EXERCISE - From the line containing "Do you see the tall" down to the line containing "Do you see the blue" in the records below, reproduce every line exactly, ends included, and omit all others.

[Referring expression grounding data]

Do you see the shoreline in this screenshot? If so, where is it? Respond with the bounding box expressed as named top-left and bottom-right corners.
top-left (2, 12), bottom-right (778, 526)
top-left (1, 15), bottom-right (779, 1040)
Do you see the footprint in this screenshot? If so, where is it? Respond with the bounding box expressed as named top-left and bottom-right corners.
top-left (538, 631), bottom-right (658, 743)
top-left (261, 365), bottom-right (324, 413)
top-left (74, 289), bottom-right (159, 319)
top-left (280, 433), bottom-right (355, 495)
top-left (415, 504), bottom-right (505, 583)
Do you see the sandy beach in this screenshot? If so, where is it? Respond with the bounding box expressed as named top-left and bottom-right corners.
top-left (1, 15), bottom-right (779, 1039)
* * *
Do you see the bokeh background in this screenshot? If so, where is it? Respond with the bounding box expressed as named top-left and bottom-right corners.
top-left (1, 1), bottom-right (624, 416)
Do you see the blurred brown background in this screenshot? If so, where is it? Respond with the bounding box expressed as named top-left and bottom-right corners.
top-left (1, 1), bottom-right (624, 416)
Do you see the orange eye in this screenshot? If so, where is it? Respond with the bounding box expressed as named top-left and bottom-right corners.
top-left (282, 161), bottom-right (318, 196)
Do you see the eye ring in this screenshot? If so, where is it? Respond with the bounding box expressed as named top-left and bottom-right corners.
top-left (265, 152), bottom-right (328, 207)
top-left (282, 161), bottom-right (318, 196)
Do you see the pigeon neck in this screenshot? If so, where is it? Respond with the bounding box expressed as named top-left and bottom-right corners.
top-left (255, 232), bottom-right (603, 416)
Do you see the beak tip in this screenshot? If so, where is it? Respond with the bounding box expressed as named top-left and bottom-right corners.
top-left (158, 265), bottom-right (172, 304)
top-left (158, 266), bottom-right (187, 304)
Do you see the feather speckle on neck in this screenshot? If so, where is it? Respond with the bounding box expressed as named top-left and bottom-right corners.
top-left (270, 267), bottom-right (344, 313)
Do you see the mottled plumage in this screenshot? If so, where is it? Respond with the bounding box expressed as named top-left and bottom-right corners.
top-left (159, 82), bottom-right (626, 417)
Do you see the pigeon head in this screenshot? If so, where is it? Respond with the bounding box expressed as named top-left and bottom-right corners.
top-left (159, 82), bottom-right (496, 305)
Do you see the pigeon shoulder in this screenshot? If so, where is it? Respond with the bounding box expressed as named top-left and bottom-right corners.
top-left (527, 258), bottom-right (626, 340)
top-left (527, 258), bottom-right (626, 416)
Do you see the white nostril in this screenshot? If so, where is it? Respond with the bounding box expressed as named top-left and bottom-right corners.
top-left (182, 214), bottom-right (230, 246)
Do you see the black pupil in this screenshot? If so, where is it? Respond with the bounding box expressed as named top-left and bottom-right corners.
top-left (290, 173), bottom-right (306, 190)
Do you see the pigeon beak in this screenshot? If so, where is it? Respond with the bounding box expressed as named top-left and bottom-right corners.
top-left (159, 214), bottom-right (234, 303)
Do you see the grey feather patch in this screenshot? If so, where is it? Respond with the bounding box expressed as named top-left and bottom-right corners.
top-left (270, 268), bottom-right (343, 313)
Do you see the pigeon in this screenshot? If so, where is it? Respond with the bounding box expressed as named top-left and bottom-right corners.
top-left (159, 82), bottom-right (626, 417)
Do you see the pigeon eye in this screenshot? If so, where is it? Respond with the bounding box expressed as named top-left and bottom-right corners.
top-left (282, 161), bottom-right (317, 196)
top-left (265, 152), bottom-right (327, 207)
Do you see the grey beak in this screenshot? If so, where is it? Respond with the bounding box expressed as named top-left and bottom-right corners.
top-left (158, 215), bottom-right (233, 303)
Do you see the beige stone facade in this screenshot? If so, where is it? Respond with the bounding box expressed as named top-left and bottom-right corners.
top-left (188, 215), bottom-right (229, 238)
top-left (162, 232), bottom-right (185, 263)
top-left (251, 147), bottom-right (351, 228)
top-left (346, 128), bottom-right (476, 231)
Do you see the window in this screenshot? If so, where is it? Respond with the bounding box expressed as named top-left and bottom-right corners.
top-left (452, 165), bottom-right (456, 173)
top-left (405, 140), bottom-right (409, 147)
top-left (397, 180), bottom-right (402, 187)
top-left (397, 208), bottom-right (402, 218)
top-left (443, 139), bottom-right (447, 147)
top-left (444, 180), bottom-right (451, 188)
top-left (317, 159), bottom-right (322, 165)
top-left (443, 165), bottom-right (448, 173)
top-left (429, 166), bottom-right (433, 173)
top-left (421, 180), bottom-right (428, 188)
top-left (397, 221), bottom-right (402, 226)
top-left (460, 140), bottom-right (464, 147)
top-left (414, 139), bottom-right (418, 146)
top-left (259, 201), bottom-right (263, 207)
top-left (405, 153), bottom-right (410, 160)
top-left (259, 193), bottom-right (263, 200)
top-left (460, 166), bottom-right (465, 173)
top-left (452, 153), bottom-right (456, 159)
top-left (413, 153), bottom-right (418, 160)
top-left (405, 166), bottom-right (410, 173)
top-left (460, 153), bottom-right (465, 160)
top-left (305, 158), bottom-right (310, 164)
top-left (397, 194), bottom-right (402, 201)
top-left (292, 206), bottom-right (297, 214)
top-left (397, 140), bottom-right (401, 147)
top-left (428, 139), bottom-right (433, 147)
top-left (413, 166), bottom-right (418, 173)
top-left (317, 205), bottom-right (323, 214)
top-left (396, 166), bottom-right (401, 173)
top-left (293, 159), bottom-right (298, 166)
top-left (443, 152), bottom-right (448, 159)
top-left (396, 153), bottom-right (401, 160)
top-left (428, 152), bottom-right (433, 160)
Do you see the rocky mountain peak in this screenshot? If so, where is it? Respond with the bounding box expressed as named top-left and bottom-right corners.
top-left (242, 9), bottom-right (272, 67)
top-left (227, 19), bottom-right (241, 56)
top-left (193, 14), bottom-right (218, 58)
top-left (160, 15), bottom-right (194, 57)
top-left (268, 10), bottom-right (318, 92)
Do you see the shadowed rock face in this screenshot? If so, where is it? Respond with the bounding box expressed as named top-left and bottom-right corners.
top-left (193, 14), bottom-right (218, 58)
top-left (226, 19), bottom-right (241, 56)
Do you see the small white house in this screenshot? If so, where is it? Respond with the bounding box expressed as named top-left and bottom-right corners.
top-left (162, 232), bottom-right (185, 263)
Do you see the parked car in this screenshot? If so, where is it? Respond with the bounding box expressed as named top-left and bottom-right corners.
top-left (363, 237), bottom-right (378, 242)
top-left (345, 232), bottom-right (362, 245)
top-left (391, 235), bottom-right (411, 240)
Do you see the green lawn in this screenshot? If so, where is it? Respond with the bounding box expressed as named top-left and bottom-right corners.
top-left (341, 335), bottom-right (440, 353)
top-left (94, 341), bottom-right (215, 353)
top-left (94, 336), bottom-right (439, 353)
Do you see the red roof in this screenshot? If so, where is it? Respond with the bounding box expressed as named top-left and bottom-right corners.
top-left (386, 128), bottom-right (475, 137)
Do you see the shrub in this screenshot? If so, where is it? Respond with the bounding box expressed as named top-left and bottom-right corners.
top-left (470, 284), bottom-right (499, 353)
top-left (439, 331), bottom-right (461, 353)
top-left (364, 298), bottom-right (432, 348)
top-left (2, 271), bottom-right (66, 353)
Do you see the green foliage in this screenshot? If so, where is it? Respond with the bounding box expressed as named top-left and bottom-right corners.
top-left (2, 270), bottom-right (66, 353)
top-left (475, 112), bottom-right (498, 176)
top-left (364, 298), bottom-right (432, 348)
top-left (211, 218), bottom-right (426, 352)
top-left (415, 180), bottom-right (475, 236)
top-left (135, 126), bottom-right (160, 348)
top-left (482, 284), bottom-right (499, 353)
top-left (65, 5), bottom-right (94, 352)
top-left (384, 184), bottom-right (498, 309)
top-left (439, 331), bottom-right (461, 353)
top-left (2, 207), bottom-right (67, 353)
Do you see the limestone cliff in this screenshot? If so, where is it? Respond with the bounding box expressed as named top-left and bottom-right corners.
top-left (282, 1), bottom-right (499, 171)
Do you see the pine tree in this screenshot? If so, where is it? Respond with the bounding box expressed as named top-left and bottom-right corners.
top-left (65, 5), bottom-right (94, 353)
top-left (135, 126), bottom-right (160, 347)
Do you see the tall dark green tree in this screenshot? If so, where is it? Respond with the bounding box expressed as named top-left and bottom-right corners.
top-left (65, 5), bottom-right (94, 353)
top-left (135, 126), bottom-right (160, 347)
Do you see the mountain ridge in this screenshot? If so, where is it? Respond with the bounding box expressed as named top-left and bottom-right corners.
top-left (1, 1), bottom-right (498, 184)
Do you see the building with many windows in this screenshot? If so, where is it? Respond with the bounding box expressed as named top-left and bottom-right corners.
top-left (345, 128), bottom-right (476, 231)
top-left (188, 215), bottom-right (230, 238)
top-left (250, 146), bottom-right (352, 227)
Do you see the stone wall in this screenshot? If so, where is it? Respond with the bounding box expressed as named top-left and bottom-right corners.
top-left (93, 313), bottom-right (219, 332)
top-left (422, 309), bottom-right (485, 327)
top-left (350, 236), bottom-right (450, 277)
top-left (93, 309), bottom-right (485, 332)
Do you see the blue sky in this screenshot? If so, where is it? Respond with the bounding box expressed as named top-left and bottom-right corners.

SOLUTION -
Do you see the tall dark green tree in this screenshot? If so, where is it? Respond with the bounding box expressed as named top-left and bottom-right corners.
top-left (65, 5), bottom-right (94, 353)
top-left (135, 126), bottom-right (160, 347)
Do you see the mountain ridge in this screenshot? If so, where is it? Respond with the bounding box expressed as named top-left and bottom-right corners.
top-left (1, 1), bottom-right (498, 184)
Do you see the building with many windows in this screenshot? If so, where is it? Respond with the bounding box expressed as named top-left and bottom-right corners.
top-left (345, 128), bottom-right (476, 231)
top-left (188, 215), bottom-right (230, 238)
top-left (250, 146), bottom-right (352, 227)
Do you see the stone wall in this screenshot? If so, where is it? Respond with the bounding box expressed as named top-left and bottom-right corners.
top-left (93, 313), bottom-right (219, 332)
top-left (422, 309), bottom-right (485, 327)
top-left (350, 236), bottom-right (450, 277)
top-left (93, 309), bottom-right (485, 332)
Do you see the blue sky in this screenshot? If so, where is it? Respond with the bounding box expressed as named top-left and bottom-right corners.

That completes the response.